"""

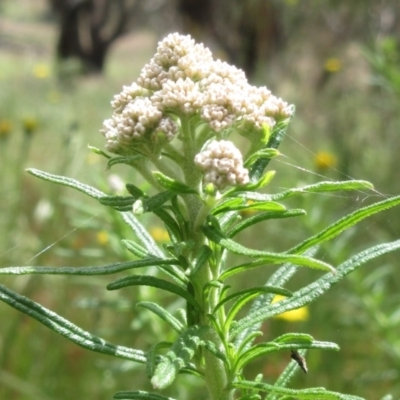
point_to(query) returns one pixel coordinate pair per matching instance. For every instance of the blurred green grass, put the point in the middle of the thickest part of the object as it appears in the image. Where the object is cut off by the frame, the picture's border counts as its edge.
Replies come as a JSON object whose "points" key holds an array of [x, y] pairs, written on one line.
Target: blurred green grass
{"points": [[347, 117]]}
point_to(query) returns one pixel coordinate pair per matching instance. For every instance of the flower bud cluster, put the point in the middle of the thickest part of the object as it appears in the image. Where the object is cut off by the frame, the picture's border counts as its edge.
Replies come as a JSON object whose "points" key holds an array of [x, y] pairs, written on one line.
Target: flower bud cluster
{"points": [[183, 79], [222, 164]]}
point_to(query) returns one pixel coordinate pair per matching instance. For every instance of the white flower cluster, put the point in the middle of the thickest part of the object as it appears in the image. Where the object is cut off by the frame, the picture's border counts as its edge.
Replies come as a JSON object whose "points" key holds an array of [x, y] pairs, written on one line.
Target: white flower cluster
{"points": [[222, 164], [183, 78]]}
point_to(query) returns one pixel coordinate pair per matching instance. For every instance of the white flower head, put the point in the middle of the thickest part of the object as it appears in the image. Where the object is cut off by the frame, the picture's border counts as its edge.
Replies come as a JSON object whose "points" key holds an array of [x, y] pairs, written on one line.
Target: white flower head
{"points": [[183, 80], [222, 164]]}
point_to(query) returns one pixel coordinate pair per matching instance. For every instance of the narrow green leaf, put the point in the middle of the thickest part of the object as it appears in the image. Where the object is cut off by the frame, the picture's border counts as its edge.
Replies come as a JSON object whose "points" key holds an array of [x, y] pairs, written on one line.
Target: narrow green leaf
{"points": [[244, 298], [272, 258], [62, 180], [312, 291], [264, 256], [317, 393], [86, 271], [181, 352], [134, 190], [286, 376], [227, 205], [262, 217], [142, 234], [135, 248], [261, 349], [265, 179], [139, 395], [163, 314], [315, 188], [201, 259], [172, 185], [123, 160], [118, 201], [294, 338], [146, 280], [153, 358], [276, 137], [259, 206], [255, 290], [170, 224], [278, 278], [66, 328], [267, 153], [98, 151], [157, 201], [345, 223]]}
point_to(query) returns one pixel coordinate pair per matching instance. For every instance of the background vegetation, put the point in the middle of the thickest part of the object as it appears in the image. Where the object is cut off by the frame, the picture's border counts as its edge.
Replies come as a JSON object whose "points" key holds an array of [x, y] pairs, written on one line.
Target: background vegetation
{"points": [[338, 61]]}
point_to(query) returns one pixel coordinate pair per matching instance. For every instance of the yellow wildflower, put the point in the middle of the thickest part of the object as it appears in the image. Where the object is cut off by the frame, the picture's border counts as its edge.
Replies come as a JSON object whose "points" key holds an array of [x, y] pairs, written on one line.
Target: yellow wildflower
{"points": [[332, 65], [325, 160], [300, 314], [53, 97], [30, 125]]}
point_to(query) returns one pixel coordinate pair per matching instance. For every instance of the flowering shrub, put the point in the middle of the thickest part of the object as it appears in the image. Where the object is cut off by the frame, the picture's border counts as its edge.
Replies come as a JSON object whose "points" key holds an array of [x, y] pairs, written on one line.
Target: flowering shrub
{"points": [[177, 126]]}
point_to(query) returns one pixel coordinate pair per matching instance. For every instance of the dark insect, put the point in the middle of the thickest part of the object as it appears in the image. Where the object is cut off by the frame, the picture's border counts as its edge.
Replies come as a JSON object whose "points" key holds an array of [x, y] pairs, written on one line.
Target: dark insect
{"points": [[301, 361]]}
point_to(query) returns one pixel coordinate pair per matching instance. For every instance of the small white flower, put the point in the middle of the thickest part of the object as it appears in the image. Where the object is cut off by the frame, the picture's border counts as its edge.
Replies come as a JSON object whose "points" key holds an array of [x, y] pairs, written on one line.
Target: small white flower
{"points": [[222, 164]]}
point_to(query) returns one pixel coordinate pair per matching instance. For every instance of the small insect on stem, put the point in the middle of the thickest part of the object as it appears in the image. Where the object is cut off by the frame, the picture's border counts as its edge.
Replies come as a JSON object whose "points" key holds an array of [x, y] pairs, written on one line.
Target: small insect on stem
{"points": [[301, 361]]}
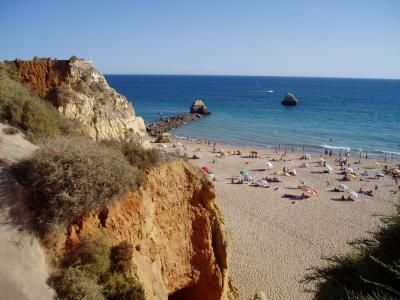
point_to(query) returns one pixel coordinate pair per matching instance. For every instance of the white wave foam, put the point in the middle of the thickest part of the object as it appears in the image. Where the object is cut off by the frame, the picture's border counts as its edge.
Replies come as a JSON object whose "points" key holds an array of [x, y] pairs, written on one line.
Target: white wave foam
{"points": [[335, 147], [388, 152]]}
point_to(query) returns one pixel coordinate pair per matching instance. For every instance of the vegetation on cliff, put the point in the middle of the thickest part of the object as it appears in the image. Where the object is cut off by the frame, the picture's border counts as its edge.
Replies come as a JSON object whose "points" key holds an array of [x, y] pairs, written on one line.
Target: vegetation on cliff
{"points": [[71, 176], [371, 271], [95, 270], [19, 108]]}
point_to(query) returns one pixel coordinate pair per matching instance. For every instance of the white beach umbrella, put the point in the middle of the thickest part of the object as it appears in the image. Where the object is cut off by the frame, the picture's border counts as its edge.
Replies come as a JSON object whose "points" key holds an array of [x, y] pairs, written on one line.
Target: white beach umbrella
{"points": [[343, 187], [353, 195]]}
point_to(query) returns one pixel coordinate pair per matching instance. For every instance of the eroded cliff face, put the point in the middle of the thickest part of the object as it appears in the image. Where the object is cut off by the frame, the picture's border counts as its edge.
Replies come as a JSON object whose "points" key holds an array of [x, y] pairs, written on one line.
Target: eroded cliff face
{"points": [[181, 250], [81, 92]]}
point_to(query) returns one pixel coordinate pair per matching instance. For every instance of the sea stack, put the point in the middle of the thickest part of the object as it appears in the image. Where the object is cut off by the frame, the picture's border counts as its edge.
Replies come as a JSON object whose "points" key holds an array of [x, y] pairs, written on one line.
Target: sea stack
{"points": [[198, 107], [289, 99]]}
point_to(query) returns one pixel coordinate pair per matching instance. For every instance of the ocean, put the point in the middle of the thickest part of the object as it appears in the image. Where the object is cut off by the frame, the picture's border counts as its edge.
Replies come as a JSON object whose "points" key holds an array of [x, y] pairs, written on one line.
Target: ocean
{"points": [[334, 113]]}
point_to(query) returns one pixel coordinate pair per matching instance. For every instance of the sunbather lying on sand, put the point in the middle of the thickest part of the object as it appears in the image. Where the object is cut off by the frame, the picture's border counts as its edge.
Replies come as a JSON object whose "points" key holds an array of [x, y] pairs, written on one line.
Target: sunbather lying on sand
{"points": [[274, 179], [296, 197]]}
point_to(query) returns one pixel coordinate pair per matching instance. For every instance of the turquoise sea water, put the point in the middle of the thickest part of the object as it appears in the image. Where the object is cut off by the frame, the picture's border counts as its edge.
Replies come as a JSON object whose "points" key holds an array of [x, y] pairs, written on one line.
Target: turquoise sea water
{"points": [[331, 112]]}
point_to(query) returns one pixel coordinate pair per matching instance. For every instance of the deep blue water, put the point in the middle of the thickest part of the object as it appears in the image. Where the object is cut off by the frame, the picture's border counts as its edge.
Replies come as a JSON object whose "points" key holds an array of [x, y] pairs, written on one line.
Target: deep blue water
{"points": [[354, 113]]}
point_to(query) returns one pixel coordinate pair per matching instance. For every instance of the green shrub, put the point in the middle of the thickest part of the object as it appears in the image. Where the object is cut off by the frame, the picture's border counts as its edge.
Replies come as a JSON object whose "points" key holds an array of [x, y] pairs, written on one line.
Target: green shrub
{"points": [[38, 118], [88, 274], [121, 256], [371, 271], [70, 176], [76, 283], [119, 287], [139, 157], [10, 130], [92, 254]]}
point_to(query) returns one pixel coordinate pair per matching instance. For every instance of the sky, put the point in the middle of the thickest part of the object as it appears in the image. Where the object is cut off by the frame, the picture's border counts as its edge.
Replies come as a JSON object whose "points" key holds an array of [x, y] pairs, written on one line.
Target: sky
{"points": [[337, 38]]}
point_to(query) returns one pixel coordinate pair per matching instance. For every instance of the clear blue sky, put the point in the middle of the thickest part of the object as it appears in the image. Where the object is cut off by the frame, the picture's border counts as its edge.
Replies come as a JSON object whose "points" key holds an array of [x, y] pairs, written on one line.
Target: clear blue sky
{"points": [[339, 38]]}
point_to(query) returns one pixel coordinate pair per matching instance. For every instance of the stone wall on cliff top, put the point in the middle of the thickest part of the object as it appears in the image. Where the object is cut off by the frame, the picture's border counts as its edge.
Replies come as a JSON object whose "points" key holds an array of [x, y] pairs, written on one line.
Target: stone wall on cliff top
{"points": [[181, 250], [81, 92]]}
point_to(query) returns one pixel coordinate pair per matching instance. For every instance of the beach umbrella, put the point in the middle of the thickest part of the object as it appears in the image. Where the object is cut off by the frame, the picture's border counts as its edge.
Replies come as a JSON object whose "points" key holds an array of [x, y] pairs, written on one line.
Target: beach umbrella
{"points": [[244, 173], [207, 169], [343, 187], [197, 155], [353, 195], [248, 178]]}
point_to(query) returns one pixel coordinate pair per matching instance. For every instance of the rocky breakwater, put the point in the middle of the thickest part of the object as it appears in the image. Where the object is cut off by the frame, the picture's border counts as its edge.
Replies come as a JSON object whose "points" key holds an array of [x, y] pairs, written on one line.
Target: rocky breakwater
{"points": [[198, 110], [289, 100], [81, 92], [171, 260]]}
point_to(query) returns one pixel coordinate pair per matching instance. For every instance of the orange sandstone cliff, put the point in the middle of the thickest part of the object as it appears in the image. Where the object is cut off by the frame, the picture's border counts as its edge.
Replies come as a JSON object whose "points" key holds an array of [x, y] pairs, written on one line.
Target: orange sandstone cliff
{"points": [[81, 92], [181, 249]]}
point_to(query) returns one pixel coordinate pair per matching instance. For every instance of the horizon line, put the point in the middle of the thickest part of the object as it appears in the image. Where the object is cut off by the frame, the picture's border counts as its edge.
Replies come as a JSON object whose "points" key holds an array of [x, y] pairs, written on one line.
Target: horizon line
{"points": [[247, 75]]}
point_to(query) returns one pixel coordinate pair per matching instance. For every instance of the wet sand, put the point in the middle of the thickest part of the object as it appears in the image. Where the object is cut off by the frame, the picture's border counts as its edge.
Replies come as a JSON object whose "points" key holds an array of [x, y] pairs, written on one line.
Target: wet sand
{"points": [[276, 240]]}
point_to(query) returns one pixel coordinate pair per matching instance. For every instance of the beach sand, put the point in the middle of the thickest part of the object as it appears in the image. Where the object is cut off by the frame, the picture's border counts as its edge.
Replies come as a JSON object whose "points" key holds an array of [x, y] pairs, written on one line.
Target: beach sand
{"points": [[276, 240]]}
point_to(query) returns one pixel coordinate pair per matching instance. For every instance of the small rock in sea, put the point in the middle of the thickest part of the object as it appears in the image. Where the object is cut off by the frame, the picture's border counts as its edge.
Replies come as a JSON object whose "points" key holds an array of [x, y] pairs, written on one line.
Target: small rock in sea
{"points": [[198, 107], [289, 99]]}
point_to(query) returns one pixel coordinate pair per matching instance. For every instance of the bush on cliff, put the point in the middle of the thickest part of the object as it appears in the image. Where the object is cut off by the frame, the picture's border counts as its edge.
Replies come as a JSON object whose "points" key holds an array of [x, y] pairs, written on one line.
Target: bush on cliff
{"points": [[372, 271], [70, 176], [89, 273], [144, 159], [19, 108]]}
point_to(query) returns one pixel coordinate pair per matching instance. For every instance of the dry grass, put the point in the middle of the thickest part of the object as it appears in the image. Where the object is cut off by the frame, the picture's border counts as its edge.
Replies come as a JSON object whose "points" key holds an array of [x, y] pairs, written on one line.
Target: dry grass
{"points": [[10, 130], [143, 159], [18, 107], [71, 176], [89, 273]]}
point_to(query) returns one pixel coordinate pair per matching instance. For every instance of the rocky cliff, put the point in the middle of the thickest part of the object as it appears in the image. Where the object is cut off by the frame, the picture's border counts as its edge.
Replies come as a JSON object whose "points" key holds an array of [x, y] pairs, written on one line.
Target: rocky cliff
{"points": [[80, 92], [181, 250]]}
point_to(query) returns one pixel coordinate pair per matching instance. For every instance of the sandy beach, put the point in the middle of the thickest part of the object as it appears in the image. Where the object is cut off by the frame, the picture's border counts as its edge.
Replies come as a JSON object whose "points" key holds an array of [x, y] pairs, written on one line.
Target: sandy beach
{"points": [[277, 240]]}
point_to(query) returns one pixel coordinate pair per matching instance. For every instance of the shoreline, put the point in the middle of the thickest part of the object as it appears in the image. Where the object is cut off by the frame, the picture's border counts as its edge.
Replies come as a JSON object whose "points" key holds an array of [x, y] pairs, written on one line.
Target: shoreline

"""

Por favor, repita sem nenhuma alteração as linhas dos registros que vão da linha que contém "of the sandy" até o final dos registros, incluindo essa primeira linha.

point_to(query) returns one pixel coordinate pair per matching instance. For every instance of the sandy beach, put the point in the middle of the thickest part of the object as it appears in the image. Where the object is cut off by the frame, the picture's border counts as its edge.
Replies come as a JSON object whose "points" key holds an array of [x, y] pairs, written on one line.
Target: sandy beach
{"points": [[277, 240]]}
point_to(query) returns one pixel coordinate pair per matching instance. For every instance of the shoreline, put the point in the middle of the thickest part of the object as it appears in the image. Where the object is cut off by the frame, the picture's border counts as its edge.
Replies come as a JSON object whose "points" key holds an array of [x, y] pairs, written on one line.
Target: shoreline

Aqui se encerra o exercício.